- _Work to do_
Return every row below line for line, without changing a word, and omit the pictures.

- _Provided information_
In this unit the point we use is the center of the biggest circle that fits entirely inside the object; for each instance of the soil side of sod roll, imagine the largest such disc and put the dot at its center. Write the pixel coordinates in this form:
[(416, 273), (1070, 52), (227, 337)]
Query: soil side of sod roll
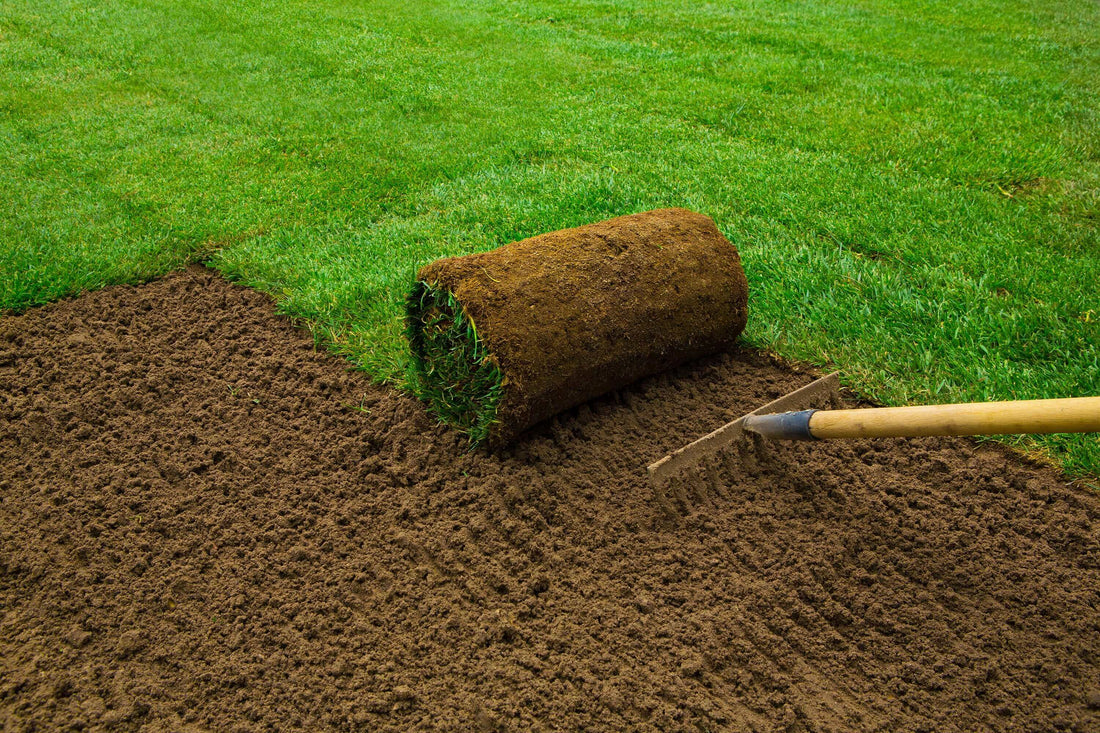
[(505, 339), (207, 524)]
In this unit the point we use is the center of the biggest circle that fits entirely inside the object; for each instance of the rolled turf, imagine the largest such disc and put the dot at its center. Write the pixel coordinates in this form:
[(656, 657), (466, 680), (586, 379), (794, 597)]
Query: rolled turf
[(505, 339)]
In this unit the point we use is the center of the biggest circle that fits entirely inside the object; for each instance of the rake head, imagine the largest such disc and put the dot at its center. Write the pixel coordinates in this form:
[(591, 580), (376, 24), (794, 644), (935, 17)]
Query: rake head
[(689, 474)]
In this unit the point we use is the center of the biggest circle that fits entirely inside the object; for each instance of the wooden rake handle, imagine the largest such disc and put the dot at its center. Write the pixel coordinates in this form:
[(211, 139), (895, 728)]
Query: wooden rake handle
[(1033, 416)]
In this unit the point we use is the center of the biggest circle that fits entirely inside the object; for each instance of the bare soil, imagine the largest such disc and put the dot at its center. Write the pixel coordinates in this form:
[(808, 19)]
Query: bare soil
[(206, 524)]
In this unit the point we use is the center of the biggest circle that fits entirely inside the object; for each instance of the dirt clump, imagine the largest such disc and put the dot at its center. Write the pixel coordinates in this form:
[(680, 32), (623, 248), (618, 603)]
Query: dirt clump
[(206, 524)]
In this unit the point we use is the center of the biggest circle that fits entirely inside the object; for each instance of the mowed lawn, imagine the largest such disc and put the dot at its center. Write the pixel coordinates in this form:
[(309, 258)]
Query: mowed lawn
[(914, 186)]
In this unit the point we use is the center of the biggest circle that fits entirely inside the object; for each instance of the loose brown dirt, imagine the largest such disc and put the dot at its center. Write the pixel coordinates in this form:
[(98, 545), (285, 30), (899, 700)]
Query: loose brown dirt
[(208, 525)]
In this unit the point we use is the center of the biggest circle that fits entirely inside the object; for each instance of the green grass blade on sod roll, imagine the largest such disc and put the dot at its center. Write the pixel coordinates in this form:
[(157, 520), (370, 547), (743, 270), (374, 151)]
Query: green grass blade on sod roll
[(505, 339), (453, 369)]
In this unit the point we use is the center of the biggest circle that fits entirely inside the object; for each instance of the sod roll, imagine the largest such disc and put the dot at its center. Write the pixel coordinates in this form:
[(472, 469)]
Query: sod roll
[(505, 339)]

- _Response_
In this unit the point we use is the center of the biggest circle that fits entirely inside the object; for each instance of the soil side of sod roll, imagine the largest such disc and put the dot at its center. Write the pixel coordinates in this form:
[(416, 273), (1070, 52), (227, 337)]
Query: soil side of sod roll
[(505, 339), (207, 524)]
In this unit the point we use is the center of the biggest circle that fits entirely inside the object; for each instance of the rolled turf, imagine the largest such disc and put the dot at its center. Write the pixel coordinates in this form:
[(656, 657), (466, 680), (586, 379), (794, 597)]
Query: rolled turf
[(505, 339)]
In this unit the point we use is the center of the biggest circle that fits entirely inside the object; for each instance of the rake head, imagine the largest such disc and put the dot at its center. Write the pixel coordinates in this form:
[(591, 580), (376, 24), (794, 644), (935, 17)]
Query: rake head
[(689, 474)]
In this unit the point we use is the center of the biggest circle that fits entirely inside the object; for each instance of the wooden rake handle, imagine the largest such disc and put the dot at its center. Write the pixel coordinates in this form:
[(211, 139), (895, 728)]
Query: wooden rake handle
[(1033, 416)]
In this unit the point we use is the center of the biggest circle that fits entirely inside the object; for each instance of the bare soil, imagine the largest such disc and put the dot at its center. Write the pixel coordinates in this form:
[(808, 19)]
Query: bare soil
[(206, 524)]
In this unit the point we use is the center of the biggest circle that fits entirely inside the object; for each instance of the dirt clump, imagine the largest such disc and put the dot at its center. Write the pixel coordinates in this form:
[(680, 32), (623, 248), (618, 603)]
Query: dirt clump
[(206, 524)]
In this unit the point we use is the center of the biggest circle that fits entirely inside the object; for each instance of the mowed lawn, imagine the largest such disc and put the dot at its center. Write the pixel coordinates in this form:
[(309, 258)]
Query: mowed lawn
[(914, 186)]
In this unit the point we use is the center of the biggest circle that fits entirely inside the object; for each instance of the loose brown dirt, imagine the largest such disc and put the dot at its center. Write the pixel coordinates in this form:
[(98, 545), (285, 30), (899, 700)]
Query: loose brown dirt
[(208, 525)]
In this unit the point we use is the center of the biggest circle that fits entirely inside the object; for each instance of the green grass blade on sod roll, imagine the largest such disc and put the dot at its center. Write the pixel coordinates in this form:
[(157, 520), (370, 547), (743, 270), (374, 151)]
Query: green grass blade on sod roll
[(505, 339), (453, 369)]
In this unit the point we use is the center of the biggest circle that fits entirely inside the object; for each instance of the sod roll, imagine the largest such disc and put the dot at its center. Write the pixel coordinates in this form:
[(472, 469)]
Query: sod roll
[(505, 339)]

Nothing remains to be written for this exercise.